§ **The problem**
Write out the records from their start through the line containing "box: [514, 77, 558, 91]", leaving the pictures out.

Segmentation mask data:

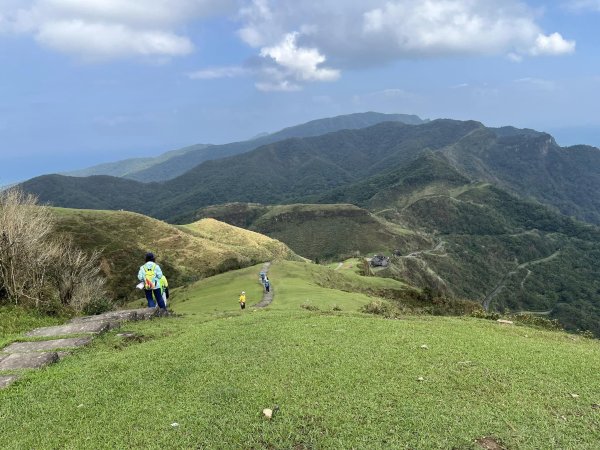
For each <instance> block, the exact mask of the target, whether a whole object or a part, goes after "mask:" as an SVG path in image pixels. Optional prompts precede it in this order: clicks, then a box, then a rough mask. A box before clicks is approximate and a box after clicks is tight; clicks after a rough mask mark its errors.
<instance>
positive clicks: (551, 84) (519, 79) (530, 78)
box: [514, 77, 558, 91]
mask: <svg viewBox="0 0 600 450" xmlns="http://www.w3.org/2000/svg"><path fill="white" fill-rule="evenodd" d="M514 82H515V83H517V84H521V85H527V86H531V87H533V88H535V89H538V90H541V91H555V90H556V89H557V88H558V86H557V84H556V82H555V81H552V80H545V79H542V78H532V77H525V78H519V79H518V80H515V81H514Z"/></svg>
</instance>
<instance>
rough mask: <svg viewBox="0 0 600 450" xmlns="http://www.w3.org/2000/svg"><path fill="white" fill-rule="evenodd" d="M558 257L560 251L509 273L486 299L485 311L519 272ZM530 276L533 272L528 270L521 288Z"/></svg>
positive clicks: (495, 287) (507, 274)
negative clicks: (527, 268) (509, 279)
mask: <svg viewBox="0 0 600 450" xmlns="http://www.w3.org/2000/svg"><path fill="white" fill-rule="evenodd" d="M558 255H560V250H558V251H556V252H554V253H552V254H551V255H550V256H547V257H545V258H540V259H534V260H533V261H527V262H524V263H523V264H519V265H518V266H517V267H516V268H515V269H513V270H511V271H509V272H507V274H506V275H504V277H503V278H502V280H500V283H498V284H497V285H496V287H495V288H494V289H493V290H492V292H490V293H489V294H488V295H487V296H486V297H485V299H483V309H485V310H486V311H488V310H489V308H490V304H491V303H492V300H493V299H494V297H496V295H498V294H499V293H500V291H502V289H504V287H505V286H506V282H507V281H508V279H509V278H510V277H512V276H513V275H515V274H516V273H517V272H518V271H519V270H521V269H527V268H528V267H529V266H534V265H536V264H543V263H545V262H548V261H552V260H553V259H554V258H556V257H557V256H558ZM530 275H531V271H530V270H529V269H527V274H526V275H525V278H523V280H522V281H521V287H523V284H524V283H525V280H527V278H529V276H530Z"/></svg>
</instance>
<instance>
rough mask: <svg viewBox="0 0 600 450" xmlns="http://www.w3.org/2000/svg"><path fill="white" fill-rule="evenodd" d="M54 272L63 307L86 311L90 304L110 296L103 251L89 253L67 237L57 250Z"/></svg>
mask: <svg viewBox="0 0 600 450" xmlns="http://www.w3.org/2000/svg"><path fill="white" fill-rule="evenodd" d="M54 252H55V258H54V263H53V265H52V270H51V272H50V277H51V280H52V282H53V284H54V286H55V287H56V289H57V291H58V298H59V300H60V303H61V305H62V306H70V307H72V308H73V309H75V310H76V311H77V312H80V311H82V310H83V309H84V308H85V307H86V305H87V304H88V303H90V302H97V301H98V300H101V299H103V298H105V297H106V294H107V292H106V289H105V284H106V280H105V279H104V278H102V277H101V276H100V272H101V258H100V257H101V255H102V252H100V251H98V250H95V251H94V252H93V253H92V254H87V253H85V252H84V251H82V250H81V249H79V248H77V247H75V245H74V244H73V241H72V240H71V239H69V238H65V239H63V240H62V242H60V243H59V244H57V246H56V248H55V251H54Z"/></svg>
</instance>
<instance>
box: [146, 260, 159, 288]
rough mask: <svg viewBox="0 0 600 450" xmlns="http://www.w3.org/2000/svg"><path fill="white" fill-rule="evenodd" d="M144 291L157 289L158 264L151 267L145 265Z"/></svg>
mask: <svg viewBox="0 0 600 450" xmlns="http://www.w3.org/2000/svg"><path fill="white" fill-rule="evenodd" d="M144 272H145V275H144V289H152V290H154V289H156V288H157V286H156V283H155V282H154V281H155V280H156V264H155V263H152V265H151V266H150V267H148V266H147V265H145V264H144Z"/></svg>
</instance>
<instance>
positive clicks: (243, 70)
mask: <svg viewBox="0 0 600 450" xmlns="http://www.w3.org/2000/svg"><path fill="white" fill-rule="evenodd" d="M250 73H251V71H250V70H248V69H246V68H244V67H239V66H230V67H211V68H207V69H201V70H197V71H195V72H191V73H189V74H188V77H189V78H190V79H192V80H215V79H218V78H237V77H242V76H246V75H249V74H250Z"/></svg>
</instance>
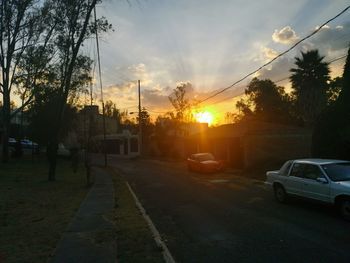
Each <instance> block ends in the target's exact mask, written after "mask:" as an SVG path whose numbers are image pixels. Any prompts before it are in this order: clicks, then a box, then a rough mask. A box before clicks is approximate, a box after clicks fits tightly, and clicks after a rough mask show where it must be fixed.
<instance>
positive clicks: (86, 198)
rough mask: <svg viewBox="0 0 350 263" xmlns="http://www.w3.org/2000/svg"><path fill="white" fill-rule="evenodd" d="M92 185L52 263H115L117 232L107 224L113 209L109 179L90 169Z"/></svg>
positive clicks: (69, 226)
mask: <svg viewBox="0 0 350 263" xmlns="http://www.w3.org/2000/svg"><path fill="white" fill-rule="evenodd" d="M92 173H93V175H94V177H95V183H94V185H93V187H92V188H91V190H90V191H89V193H88V194H87V196H86V198H85V200H84V201H83V202H82V204H81V206H80V208H79V210H78V211H77V213H76V215H75V217H74V218H73V220H72V222H71V223H70V225H69V226H68V228H67V230H66V232H65V233H64V234H63V237H62V239H61V241H60V242H59V243H58V245H57V248H56V250H55V253H54V255H53V257H52V259H51V261H50V262H52V263H73V262H74V263H76V262H81V263H89V262H91V263H107V262H108V263H109V262H111V263H112V262H113V263H114V262H117V245H116V231H115V228H114V225H113V224H112V223H111V222H110V221H109V220H108V216H109V217H111V216H112V211H113V208H114V187H113V181H112V178H111V175H110V174H109V173H108V172H106V171H105V170H104V169H101V168H98V167H93V168H92Z"/></svg>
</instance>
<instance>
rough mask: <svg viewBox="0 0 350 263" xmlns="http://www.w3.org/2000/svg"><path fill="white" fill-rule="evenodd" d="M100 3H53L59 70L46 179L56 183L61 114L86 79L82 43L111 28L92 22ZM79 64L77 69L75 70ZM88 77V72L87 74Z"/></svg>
mask: <svg viewBox="0 0 350 263" xmlns="http://www.w3.org/2000/svg"><path fill="white" fill-rule="evenodd" d="M97 2H100V1H99V0H62V1H55V2H54V3H55V6H54V10H55V14H54V15H55V21H56V22H57V23H58V27H57V34H56V35H55V44H56V52H57V55H56V59H57V65H59V67H58V71H57V74H58V76H59V77H58V78H57V86H58V90H57V96H58V97H59V99H58V101H57V107H56V112H55V114H54V116H53V118H54V120H55V123H53V127H52V134H51V137H50V141H49V145H48V149H49V153H48V156H49V163H50V167H49V180H50V181H54V180H55V172H56V158H57V148H58V140H59V134H60V133H61V130H62V123H63V119H64V112H65V108H66V105H67V99H68V97H69V95H70V94H71V91H72V90H74V87H78V86H79V83H81V82H82V81H84V79H86V75H85V72H88V71H86V67H85V66H88V67H90V65H89V63H87V62H88V60H89V59H88V58H86V57H85V56H83V55H81V54H80V52H79V51H80V48H81V46H82V44H83V42H84V41H85V40H86V39H87V38H88V37H89V36H91V35H92V34H94V33H95V32H96V30H98V31H107V30H108V29H110V28H111V26H110V25H109V24H108V22H107V21H106V20H105V19H100V20H99V21H98V22H97V24H95V23H94V22H92V21H91V14H92V12H93V10H94V8H95V6H96V4H97ZM77 65H80V67H77ZM87 74H88V73H87Z"/></svg>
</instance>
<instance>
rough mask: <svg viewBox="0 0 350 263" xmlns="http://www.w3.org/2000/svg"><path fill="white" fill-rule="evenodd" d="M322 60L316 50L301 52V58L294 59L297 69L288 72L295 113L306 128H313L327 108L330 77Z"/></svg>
mask: <svg viewBox="0 0 350 263" xmlns="http://www.w3.org/2000/svg"><path fill="white" fill-rule="evenodd" d="M323 59H324V57H323V56H320V55H319V53H318V50H311V51H308V52H305V53H304V52H301V58H299V57H296V58H295V65H296V66H297V67H296V68H292V69H291V70H290V71H291V72H292V75H291V77H290V80H291V82H292V89H293V92H292V94H293V96H294V98H295V108H296V113H297V114H298V115H299V116H300V117H301V119H302V120H303V121H304V123H305V125H307V126H313V125H314V124H315V121H316V120H317V117H318V116H319V115H320V113H321V112H322V111H323V110H324V109H325V107H326V106H327V101H328V96H327V90H328V89H329V85H328V81H329V80H330V76H329V66H328V63H326V62H323Z"/></svg>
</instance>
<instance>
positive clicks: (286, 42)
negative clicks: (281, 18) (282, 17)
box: [272, 26, 299, 45]
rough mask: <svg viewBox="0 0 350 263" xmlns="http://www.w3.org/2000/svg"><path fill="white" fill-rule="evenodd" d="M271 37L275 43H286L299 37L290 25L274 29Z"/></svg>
mask: <svg viewBox="0 0 350 263" xmlns="http://www.w3.org/2000/svg"><path fill="white" fill-rule="evenodd" d="M272 39H273V41H275V42H276V43H281V44H286V45H288V44H291V43H293V42H295V41H296V40H298V39H299V37H298V36H297V34H296V33H295V31H294V30H293V29H292V28H291V27H290V26H286V27H284V28H282V29H281V30H277V29H276V30H275V32H274V33H273V34H272Z"/></svg>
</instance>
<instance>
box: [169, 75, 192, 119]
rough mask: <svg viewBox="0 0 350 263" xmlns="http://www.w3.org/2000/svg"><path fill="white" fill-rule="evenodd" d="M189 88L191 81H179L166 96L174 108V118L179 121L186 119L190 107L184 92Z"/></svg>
mask: <svg viewBox="0 0 350 263" xmlns="http://www.w3.org/2000/svg"><path fill="white" fill-rule="evenodd" d="M189 89H192V85H191V83H188V82H187V83H181V84H179V85H178V86H177V87H176V88H175V89H174V93H173V94H172V95H171V96H169V97H168V98H169V101H170V102H171V104H172V105H173V107H174V108H175V111H176V118H177V119H178V120H179V121H180V122H183V121H185V120H186V117H187V116H186V115H188V112H189V111H190V108H191V104H190V101H189V100H188V99H187V98H186V92H187V91H188V90H189Z"/></svg>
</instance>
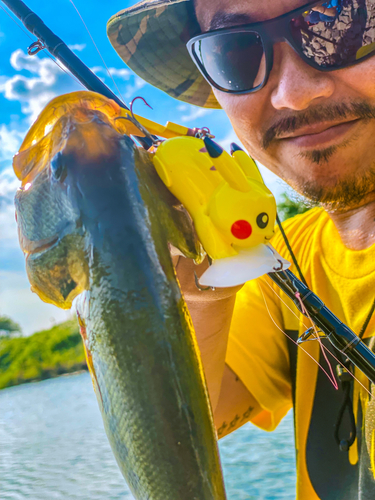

§ **Exercise response**
For each <instance> block, the exact mask of the target, whether a whole object or a part, goes after "mask:" as an SVG path in image pixels. Optional prompts precede it in this order: clicks, then a box, then a rough mask. A box before clicks is approximate and a box after clicks is tight; clicks after a rough mask mark its errors.
<instance>
positive clicks: (551, 84) (519, 79) (530, 78)
box: [514, 77, 558, 91]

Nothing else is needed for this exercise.